THE PROBLEM =>
Reproduce the material below verbatim, every line in its original order.
= = = =
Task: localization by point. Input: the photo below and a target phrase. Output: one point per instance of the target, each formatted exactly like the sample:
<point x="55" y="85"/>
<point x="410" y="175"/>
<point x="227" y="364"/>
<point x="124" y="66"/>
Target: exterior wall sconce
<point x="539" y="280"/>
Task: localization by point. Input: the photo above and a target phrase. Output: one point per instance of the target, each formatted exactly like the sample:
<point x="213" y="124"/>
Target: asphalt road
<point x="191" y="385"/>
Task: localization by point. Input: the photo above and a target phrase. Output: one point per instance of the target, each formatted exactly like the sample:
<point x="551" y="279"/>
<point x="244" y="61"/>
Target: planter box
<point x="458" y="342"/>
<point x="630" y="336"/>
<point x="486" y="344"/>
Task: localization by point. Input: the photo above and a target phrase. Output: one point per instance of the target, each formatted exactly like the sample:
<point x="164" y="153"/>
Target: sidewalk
= = = =
WRITTEN ANSWER =>
Task: localization by point. Input: the photo below and a target phrase. Output: one point per instance of the target, each formatted exactly like the sample:
<point x="55" y="85"/>
<point x="410" y="175"/>
<point x="227" y="364"/>
<point x="124" y="66"/>
Target: exterior wall sconce
<point x="539" y="280"/>
Task: localization by point. Input: the photo above and a target phrase. Output: one point per instance of the target, each formatted exactly like the sample:
<point x="213" y="124"/>
Target: asphalt road
<point x="191" y="385"/>
Task: localization by point. Input: the photo above and a target phrase. Output: one point per instance of the target, each formatted exactly like the sample:
<point x="551" y="279"/>
<point x="244" y="61"/>
Target: planter box
<point x="458" y="342"/>
<point x="630" y="336"/>
<point x="486" y="344"/>
Task: localization by point. Input: the photo above and a target phrase. Output: one point per instance of the target, each formatted exactly like the sample:
<point x="164" y="153"/>
Target: sidewalk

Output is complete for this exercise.